* start *
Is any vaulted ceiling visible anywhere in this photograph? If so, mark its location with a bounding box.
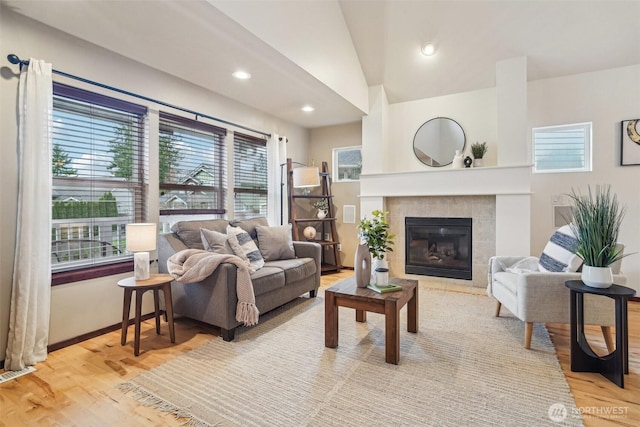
[2,0,640,127]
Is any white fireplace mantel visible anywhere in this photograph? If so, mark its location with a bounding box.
[360,165,531,256]
[360,165,531,197]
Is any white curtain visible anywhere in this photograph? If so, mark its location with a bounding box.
[267,133,289,225]
[5,58,53,370]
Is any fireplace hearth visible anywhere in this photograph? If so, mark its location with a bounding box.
[405,217,472,280]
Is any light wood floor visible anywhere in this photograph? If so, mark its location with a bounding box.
[0,270,640,427]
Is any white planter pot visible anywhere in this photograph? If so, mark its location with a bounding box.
[371,258,389,283]
[582,265,613,288]
[353,243,371,288]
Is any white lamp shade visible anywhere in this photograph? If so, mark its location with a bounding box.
[127,223,157,252]
[293,166,320,188]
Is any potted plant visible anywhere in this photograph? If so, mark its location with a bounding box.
[569,186,626,288]
[471,141,488,167]
[358,210,396,280]
[313,199,329,219]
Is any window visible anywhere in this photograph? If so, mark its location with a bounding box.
[533,123,591,173]
[333,147,362,182]
[159,113,227,215]
[233,132,267,219]
[51,83,148,284]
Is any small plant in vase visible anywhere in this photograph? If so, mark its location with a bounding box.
[569,186,626,288]
[358,210,396,284]
[313,199,329,219]
[471,141,488,167]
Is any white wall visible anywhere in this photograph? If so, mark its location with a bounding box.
[385,88,498,172]
[0,6,309,360]
[527,65,640,292]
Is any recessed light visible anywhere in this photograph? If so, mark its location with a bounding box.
[421,43,436,56]
[232,70,251,80]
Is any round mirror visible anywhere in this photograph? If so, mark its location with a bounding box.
[413,117,466,167]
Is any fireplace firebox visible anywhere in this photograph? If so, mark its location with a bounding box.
[405,217,472,280]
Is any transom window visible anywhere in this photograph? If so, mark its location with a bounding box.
[51,83,148,278]
[532,123,591,173]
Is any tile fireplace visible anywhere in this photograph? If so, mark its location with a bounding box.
[405,217,473,280]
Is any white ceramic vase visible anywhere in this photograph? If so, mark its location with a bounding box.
[353,243,371,288]
[582,265,613,289]
[371,258,389,283]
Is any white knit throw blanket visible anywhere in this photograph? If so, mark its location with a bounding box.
[167,249,260,326]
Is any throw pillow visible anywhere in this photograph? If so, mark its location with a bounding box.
[538,225,582,273]
[171,219,229,249]
[200,228,233,254]
[256,224,296,261]
[227,225,264,273]
[231,217,269,240]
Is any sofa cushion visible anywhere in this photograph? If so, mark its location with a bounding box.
[256,224,296,261]
[171,219,229,249]
[538,225,582,272]
[265,258,316,285]
[227,225,264,273]
[231,217,269,240]
[200,228,233,254]
[251,265,285,296]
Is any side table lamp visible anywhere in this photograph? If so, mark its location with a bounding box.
[127,223,157,280]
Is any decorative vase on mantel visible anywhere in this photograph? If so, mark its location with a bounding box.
[581,265,613,289]
[353,243,371,288]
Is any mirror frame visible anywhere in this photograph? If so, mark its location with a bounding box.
[413,117,467,167]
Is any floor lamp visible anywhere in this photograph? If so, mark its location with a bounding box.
[280,161,320,225]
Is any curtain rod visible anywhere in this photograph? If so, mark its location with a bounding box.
[7,54,271,138]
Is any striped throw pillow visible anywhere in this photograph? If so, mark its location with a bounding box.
[227,225,264,273]
[538,225,582,273]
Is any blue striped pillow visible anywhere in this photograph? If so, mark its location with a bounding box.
[538,225,582,273]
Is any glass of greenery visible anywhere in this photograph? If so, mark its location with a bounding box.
[358,210,396,260]
[471,141,488,159]
[313,199,329,211]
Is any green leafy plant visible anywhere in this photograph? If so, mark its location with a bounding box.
[569,186,629,267]
[313,199,329,211]
[358,210,396,259]
[471,141,488,159]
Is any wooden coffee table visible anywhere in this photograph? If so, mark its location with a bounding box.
[324,277,418,365]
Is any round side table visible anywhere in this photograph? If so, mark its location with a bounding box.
[564,280,636,388]
[118,274,176,356]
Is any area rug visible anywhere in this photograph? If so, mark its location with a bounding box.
[120,288,582,427]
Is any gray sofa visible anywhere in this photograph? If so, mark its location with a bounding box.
[158,218,321,341]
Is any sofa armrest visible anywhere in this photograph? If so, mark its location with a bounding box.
[489,256,532,275]
[293,241,322,289]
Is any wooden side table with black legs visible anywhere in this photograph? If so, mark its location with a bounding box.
[565,280,636,388]
[118,274,176,356]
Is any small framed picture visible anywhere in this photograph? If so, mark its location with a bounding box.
[333,146,362,182]
[620,119,640,166]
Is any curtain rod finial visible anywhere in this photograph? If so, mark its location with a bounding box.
[7,53,22,64]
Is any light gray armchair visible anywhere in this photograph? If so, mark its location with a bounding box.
[487,256,626,352]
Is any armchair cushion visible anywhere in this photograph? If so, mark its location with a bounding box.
[538,225,582,273]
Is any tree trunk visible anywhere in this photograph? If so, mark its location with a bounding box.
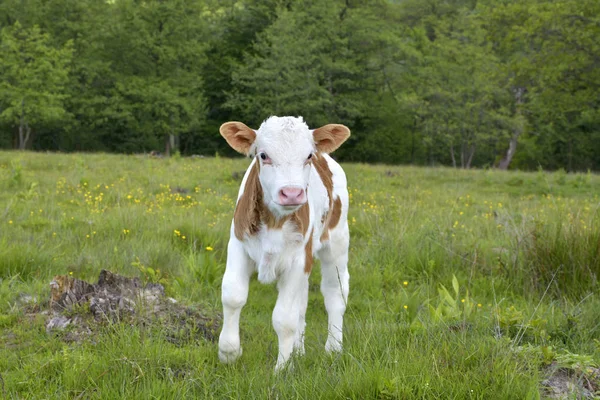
[165,133,175,157]
[498,134,521,171]
[450,144,456,168]
[498,87,526,171]
[465,144,475,169]
[19,99,25,150]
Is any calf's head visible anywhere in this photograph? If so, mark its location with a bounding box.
[219,117,350,216]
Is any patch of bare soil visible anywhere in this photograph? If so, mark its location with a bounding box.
[42,270,220,345]
[542,363,600,399]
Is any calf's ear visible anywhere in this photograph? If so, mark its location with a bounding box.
[313,124,350,153]
[219,121,256,155]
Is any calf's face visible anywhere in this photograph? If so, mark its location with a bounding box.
[219,117,350,216]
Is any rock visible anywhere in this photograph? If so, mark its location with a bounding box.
[542,364,600,399]
[46,270,220,343]
[46,315,71,333]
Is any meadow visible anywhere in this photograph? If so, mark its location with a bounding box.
[0,152,600,399]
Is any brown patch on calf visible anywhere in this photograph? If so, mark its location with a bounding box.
[304,228,314,274]
[313,153,342,242]
[327,197,342,229]
[313,124,350,153]
[233,161,310,240]
[291,202,310,236]
[233,161,265,240]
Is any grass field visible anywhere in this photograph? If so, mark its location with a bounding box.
[0,152,600,399]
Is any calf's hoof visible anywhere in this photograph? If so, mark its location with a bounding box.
[325,338,342,353]
[219,346,242,364]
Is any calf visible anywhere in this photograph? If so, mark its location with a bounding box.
[219,117,350,370]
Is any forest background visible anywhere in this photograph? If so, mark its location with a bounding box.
[0,0,600,171]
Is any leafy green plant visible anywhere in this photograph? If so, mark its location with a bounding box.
[429,275,477,322]
[131,257,169,287]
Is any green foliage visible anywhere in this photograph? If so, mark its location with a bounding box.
[0,0,600,172]
[0,152,600,399]
[0,22,73,149]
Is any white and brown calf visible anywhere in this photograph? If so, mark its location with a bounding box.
[219,117,350,370]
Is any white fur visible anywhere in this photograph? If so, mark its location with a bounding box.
[219,117,350,370]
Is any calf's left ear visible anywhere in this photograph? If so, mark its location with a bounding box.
[313,124,350,153]
[219,121,256,155]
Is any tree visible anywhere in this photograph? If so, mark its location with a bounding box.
[0,22,73,150]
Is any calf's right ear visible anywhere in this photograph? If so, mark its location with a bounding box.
[219,121,256,155]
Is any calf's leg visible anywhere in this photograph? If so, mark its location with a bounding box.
[319,225,350,352]
[273,263,308,371]
[219,236,252,363]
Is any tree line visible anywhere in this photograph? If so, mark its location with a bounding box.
[0,0,600,171]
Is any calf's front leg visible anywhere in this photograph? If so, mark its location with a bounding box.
[219,236,252,363]
[273,264,308,371]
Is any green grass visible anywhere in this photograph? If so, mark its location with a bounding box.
[0,152,600,399]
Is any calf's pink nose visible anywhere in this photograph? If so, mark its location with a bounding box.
[279,186,305,206]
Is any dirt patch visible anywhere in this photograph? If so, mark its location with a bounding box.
[542,363,600,399]
[46,270,220,345]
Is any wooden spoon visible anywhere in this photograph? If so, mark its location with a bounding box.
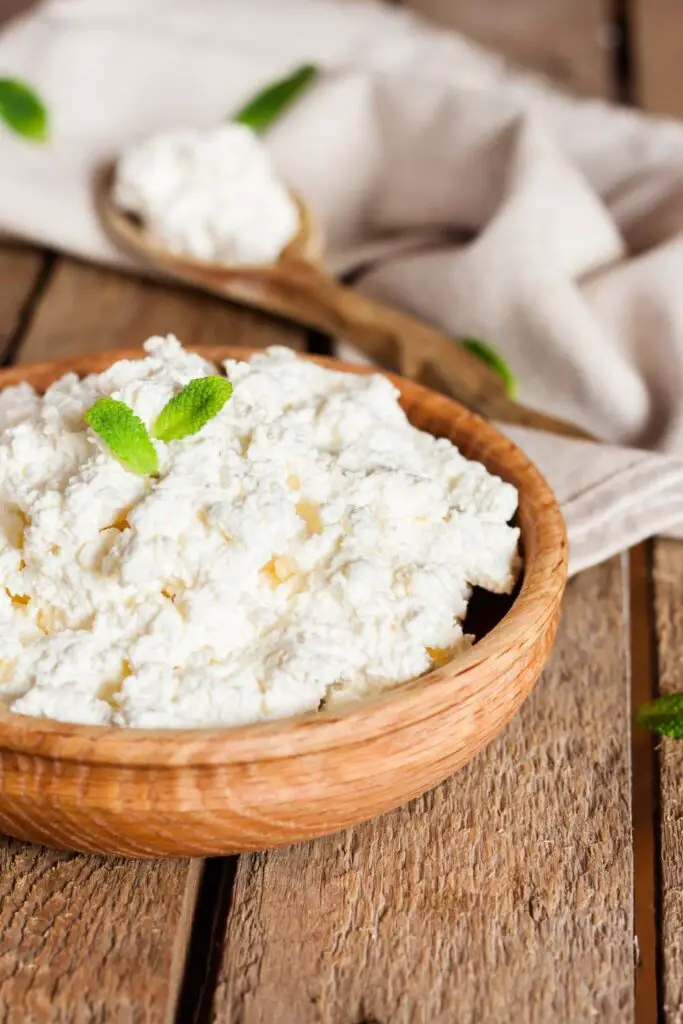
[95,166,588,437]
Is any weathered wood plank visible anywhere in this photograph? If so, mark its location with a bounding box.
[0,253,305,1024]
[0,839,201,1024]
[629,0,683,118]
[403,0,618,96]
[0,246,45,357]
[213,559,634,1024]
[653,541,683,1024]
[18,259,305,362]
[629,544,659,1022]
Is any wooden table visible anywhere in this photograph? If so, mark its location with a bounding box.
[0,0,683,1024]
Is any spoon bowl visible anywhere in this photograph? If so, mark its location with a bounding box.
[95,165,588,437]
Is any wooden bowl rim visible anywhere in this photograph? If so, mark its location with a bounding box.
[0,345,567,768]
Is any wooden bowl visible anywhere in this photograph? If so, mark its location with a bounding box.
[0,347,566,857]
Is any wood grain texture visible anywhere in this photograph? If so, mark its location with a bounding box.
[653,541,683,1024]
[402,0,614,97]
[0,244,45,358]
[0,839,200,1024]
[17,259,305,364]
[0,348,566,856]
[628,0,683,118]
[213,559,634,1024]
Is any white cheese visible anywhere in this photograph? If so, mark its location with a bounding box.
[114,123,299,264]
[0,337,518,727]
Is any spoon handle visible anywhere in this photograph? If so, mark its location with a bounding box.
[205,260,590,438]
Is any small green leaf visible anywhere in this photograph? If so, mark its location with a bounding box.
[83,398,159,476]
[232,63,317,134]
[636,693,683,739]
[0,78,48,142]
[154,377,232,443]
[461,338,517,398]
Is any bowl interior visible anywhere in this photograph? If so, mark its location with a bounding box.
[0,346,566,764]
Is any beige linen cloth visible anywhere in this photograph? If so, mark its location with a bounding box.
[0,0,683,570]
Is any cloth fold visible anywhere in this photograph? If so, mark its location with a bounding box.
[0,0,683,570]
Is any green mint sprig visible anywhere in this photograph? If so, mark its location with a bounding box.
[0,78,48,142]
[460,338,517,398]
[232,63,317,135]
[83,398,159,476]
[83,377,232,476]
[154,377,232,444]
[636,693,683,739]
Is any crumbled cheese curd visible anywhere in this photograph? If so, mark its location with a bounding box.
[114,123,299,264]
[0,337,518,727]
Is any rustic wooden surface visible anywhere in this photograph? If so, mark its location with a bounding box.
[403,0,618,96]
[653,541,683,1024]
[212,559,634,1024]
[630,0,683,118]
[0,0,683,1024]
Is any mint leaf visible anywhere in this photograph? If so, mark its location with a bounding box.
[0,78,47,142]
[83,398,159,476]
[636,693,683,739]
[154,377,232,443]
[460,338,517,398]
[232,63,317,134]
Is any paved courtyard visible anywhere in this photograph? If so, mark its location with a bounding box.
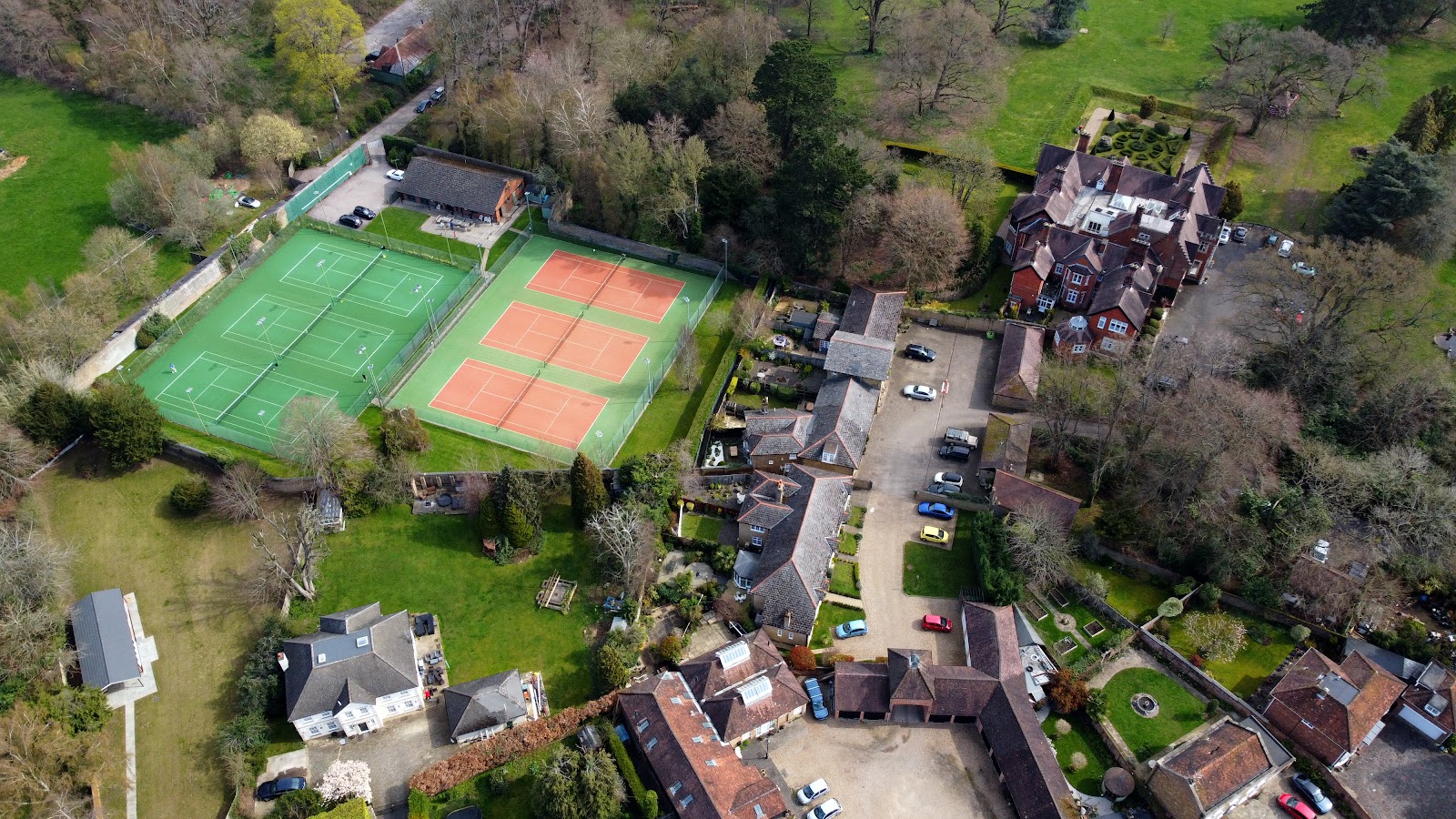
[769,720,1014,819]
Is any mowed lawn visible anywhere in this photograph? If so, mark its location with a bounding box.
[26,446,262,816]
[294,502,600,708]
[0,76,184,293]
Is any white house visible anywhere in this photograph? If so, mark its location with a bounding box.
[278,603,425,739]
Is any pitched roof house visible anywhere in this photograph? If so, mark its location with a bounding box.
[617,672,788,819]
[679,628,810,744]
[278,603,425,739]
[1264,649,1405,768]
[1148,717,1294,819]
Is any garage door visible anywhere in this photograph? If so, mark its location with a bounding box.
[1400,705,1446,742]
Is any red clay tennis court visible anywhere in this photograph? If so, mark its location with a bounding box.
[480,301,648,383]
[526,250,682,324]
[430,359,607,449]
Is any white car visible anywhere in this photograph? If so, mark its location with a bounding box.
[794,780,828,804]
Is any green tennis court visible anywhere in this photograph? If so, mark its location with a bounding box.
[136,228,470,451]
[390,236,723,463]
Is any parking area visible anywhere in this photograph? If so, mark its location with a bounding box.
[769,720,1014,819]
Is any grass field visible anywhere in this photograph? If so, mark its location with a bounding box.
[0,76,184,293]
[134,228,468,451]
[1102,669,1204,763]
[391,236,713,462]
[26,444,262,816]
[294,502,599,708]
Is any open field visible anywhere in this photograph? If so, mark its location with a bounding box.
[26,444,262,816]
[0,76,185,293]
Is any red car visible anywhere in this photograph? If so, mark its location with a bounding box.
[920,615,951,631]
[1279,793,1320,819]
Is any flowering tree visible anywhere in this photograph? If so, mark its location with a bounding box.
[318,759,371,804]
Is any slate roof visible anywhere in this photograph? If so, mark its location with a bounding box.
[753,463,849,632]
[617,672,788,819]
[839,284,905,341]
[992,470,1082,529]
[71,589,141,688]
[1264,649,1405,765]
[995,322,1046,400]
[399,156,524,214]
[444,669,526,739]
[824,329,895,380]
[282,603,420,722]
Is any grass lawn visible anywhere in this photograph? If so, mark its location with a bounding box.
[1104,669,1204,763]
[26,444,262,816]
[810,603,864,649]
[294,501,599,708]
[682,513,723,543]
[828,562,859,601]
[1168,611,1294,696]
[1041,713,1116,794]
[0,76,185,293]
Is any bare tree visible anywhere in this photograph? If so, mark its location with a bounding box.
[278,395,369,485]
[253,502,329,603]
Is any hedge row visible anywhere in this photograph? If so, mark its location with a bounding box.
[410,691,617,795]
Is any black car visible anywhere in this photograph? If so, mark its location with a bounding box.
[905,344,935,361]
[253,777,308,802]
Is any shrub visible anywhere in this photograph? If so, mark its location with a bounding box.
[167,478,213,518]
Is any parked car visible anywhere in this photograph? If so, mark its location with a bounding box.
[1279,793,1318,819]
[920,615,951,631]
[905,344,935,361]
[253,777,308,802]
[804,799,840,819]
[1294,774,1335,814]
[794,780,828,804]
[915,501,956,521]
[939,444,971,463]
[804,678,828,720]
[920,526,951,543]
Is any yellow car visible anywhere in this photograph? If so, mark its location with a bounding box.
[920,526,951,543]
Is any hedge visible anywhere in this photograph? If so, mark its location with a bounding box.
[410,691,617,795]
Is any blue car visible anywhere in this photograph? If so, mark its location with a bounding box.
[804,679,828,720]
[915,501,956,521]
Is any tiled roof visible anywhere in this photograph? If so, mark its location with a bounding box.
[824,329,895,380]
[992,470,1082,529]
[398,156,524,214]
[617,672,788,819]
[995,322,1046,400]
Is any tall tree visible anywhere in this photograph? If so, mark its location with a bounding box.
[274,0,364,112]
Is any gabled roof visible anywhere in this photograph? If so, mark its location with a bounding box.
[71,589,141,688]
[444,669,526,739]
[398,156,520,213]
[824,329,895,380]
[995,322,1046,400]
[617,672,788,819]
[839,284,905,341]
[992,470,1082,529]
[282,603,420,722]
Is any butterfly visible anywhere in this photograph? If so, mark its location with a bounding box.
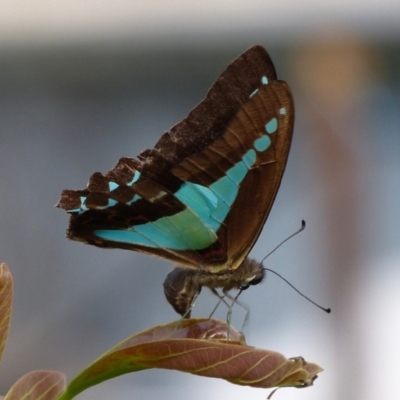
* end *
TASK OBJECTIVE:
Return everything from the line containing "Is any glass" down to the line containing "[293,241,322,289]", both included, with every character unchanged.

COMPLETED EXERCISE:
Is any glass of greenery visible anywhere in this photograph? If so, mark its location with a bounding box.
[358,210,396,260]
[471,141,488,159]
[313,199,329,211]
Is any green leafy plant visible anywhere in this photograph? If so, mark its location with a bounding box.
[569,186,629,267]
[313,199,329,211]
[358,210,396,259]
[471,141,488,159]
Is any wooden coffee table visible anywhere in this photograph? If so, mark its location with a bounding box.
[324,277,418,365]
Is any round side table visible anywhere in this photograph? If so, mark its location with a bounding box.
[564,280,636,388]
[118,274,176,356]
Is any area rug visible anywhere in this photograph? If so, mark its location with a bounding box.
[120,288,582,427]
Is any gray sofa visible anywhere in this photograph? If so, mark its location with a bounding box.
[158,218,321,341]
Is any sofa armrest visible anywhere in this photograph? If so, mark its location with a bounding box.
[489,256,532,275]
[293,241,322,289]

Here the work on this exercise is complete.